Your goal:
Render the listing from its first line through the line containing "1049L171 1046L161 1041ZM770", inclusive, as a Markdown table with the columns Row and Line. Leave out any blank lines.

■ ■ ■ ■ ■

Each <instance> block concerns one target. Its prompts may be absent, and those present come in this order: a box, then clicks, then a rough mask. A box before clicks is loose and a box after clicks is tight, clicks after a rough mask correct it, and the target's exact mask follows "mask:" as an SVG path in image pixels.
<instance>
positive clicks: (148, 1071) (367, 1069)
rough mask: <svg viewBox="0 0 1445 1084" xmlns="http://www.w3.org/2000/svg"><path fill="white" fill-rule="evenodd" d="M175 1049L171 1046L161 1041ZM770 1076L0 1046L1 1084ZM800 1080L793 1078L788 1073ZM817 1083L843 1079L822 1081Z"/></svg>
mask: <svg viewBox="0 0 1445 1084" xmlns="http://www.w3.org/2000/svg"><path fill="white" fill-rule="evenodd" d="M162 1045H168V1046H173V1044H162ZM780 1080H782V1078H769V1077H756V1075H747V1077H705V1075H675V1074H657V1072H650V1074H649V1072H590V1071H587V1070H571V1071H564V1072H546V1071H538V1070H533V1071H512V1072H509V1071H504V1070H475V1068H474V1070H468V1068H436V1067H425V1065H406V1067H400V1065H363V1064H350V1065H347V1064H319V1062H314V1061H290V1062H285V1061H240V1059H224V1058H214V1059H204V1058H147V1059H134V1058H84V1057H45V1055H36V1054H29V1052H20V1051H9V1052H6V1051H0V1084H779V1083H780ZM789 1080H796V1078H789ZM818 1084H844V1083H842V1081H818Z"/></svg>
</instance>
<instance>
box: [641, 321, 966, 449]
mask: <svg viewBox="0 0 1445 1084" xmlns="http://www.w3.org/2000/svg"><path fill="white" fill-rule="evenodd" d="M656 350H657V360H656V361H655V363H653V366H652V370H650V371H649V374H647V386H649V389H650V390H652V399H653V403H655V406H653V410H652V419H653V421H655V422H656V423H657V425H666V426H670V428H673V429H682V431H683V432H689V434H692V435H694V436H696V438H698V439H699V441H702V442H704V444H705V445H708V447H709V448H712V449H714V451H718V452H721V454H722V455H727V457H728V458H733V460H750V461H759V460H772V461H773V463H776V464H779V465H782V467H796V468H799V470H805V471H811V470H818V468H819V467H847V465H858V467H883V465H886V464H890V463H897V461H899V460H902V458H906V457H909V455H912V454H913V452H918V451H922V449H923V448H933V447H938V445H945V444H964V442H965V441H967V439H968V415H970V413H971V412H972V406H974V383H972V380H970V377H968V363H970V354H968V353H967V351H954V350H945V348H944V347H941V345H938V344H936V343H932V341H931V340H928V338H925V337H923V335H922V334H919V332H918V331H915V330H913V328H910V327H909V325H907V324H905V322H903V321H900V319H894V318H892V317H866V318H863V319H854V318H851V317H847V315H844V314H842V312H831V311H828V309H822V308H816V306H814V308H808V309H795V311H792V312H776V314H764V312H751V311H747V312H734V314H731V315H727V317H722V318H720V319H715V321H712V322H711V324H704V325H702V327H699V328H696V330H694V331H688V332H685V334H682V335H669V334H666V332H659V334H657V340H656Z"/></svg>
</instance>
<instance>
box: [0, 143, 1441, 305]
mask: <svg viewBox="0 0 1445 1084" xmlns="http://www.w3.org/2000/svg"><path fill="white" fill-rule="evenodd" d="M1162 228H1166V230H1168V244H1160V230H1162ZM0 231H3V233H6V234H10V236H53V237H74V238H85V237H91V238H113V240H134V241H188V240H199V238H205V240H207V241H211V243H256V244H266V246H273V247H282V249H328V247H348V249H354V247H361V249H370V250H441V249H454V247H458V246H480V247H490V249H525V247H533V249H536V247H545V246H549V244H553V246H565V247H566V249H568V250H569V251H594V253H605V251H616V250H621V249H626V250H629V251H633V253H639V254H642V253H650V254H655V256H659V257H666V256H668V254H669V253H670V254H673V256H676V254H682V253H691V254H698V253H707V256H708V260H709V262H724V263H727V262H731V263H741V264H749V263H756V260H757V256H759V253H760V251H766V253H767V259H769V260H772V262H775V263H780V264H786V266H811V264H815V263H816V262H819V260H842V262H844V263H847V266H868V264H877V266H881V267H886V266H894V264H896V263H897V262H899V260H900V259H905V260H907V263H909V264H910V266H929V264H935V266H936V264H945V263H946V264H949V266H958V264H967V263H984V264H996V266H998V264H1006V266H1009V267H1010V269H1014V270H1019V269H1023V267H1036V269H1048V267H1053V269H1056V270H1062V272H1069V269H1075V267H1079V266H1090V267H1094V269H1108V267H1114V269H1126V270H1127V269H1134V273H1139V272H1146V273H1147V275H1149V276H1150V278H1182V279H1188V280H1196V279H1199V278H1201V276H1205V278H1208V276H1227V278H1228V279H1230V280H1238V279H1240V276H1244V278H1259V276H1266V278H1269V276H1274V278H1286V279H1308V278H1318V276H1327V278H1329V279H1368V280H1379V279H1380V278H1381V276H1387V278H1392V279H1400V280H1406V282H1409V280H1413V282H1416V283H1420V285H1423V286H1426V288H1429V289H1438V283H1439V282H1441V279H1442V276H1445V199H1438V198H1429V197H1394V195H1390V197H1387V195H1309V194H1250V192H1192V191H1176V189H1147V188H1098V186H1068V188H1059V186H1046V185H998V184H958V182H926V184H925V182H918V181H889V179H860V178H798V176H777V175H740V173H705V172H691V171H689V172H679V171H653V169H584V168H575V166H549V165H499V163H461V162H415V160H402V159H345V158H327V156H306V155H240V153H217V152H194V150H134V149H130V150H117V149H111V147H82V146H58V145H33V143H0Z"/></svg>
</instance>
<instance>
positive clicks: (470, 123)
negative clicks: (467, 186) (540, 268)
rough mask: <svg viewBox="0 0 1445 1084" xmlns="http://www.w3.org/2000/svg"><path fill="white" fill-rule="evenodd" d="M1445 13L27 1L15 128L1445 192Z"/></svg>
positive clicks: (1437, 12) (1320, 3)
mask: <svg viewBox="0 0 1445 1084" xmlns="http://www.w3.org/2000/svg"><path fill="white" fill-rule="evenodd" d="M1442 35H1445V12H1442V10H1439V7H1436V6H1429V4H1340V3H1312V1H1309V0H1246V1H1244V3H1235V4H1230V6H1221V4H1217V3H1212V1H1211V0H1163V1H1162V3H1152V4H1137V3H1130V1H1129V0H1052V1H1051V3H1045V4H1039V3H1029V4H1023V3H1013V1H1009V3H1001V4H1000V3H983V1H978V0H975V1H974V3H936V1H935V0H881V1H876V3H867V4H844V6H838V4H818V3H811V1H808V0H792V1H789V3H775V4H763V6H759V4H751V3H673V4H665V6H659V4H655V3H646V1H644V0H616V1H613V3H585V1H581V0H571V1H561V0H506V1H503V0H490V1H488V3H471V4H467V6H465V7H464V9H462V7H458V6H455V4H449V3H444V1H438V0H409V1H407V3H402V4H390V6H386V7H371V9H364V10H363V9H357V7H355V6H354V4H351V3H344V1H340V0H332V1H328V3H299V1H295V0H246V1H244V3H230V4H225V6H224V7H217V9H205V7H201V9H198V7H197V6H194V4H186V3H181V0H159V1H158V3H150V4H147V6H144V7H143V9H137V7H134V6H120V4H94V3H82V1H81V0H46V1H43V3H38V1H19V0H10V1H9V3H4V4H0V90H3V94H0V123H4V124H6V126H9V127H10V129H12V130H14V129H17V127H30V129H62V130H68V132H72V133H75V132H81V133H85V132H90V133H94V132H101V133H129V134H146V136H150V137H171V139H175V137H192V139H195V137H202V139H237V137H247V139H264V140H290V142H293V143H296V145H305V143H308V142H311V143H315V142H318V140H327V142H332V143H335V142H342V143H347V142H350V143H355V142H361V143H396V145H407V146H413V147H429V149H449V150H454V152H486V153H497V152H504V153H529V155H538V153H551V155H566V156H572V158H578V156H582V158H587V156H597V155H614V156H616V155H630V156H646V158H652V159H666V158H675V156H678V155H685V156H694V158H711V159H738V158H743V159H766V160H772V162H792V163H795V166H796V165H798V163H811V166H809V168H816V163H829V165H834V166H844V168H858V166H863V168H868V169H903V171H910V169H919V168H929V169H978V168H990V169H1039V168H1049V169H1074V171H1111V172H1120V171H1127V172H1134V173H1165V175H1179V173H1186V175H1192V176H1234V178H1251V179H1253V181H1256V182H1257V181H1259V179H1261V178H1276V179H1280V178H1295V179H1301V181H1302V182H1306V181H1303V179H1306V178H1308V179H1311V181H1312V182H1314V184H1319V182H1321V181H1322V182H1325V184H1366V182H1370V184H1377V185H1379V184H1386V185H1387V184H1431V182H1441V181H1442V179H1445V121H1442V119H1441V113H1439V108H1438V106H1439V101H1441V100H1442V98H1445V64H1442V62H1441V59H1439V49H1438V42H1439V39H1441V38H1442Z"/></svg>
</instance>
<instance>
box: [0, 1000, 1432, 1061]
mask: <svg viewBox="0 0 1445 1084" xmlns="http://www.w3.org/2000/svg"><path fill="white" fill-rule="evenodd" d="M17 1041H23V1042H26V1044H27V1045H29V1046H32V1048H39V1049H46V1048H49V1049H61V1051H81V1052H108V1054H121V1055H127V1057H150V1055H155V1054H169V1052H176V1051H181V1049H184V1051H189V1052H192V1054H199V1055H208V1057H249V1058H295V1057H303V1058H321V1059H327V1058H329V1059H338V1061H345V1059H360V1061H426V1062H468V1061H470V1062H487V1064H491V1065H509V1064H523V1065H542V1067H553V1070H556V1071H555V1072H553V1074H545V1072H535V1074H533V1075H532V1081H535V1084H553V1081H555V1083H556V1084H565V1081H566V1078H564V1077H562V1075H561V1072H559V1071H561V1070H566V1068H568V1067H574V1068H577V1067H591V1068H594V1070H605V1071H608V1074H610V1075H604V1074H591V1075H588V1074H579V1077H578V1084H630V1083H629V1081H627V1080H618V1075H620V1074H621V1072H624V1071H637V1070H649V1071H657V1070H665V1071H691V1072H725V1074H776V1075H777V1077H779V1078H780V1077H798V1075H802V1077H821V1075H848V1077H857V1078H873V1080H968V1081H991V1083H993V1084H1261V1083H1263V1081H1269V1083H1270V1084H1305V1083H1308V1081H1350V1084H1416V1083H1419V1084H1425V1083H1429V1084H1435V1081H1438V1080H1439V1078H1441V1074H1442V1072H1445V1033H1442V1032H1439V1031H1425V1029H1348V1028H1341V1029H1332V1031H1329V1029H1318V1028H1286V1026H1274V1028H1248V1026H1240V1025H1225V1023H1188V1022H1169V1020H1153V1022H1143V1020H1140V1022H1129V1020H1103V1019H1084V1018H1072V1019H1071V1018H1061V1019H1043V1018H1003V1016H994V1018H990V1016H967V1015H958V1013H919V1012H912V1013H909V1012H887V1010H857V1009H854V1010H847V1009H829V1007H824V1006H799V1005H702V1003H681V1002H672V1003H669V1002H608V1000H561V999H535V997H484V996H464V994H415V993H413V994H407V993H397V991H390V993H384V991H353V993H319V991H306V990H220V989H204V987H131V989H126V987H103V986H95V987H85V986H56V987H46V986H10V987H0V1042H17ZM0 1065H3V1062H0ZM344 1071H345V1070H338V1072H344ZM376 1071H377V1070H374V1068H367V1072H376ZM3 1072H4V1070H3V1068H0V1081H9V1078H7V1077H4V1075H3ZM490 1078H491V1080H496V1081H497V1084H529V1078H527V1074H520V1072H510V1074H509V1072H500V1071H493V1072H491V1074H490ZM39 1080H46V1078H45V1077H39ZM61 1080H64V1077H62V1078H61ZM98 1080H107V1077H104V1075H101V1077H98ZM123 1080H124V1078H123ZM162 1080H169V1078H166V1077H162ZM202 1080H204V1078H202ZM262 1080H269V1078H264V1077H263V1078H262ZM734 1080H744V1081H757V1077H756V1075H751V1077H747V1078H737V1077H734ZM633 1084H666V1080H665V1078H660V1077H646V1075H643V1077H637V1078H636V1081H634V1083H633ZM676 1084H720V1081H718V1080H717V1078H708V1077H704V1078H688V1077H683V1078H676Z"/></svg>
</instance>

■ ■ ■ ■ ■

Solved problem:
| Row | Line |
|---|---|
| 1 | Each <instance> block concerns one target. Its prompts may be absent, and those present come in this order: a box, then clicks, then a rough mask. A box before clicks is loose and a box after clicks is tight, clicks after a rough mask correct it, and the target's exact mask follows "mask:" as an SVG path in image pixels. |
| 2 | <instance> |
| 3 | positive clicks: (148, 1071) (367, 1069) |
| 4 | rough mask: <svg viewBox="0 0 1445 1084" xmlns="http://www.w3.org/2000/svg"><path fill="white" fill-rule="evenodd" d="M175 1049L171 1046L161 1041ZM770 1076L0 1046L1 1084ZM800 1080L793 1078L788 1073ZM817 1083L843 1079L822 1081Z"/></svg> |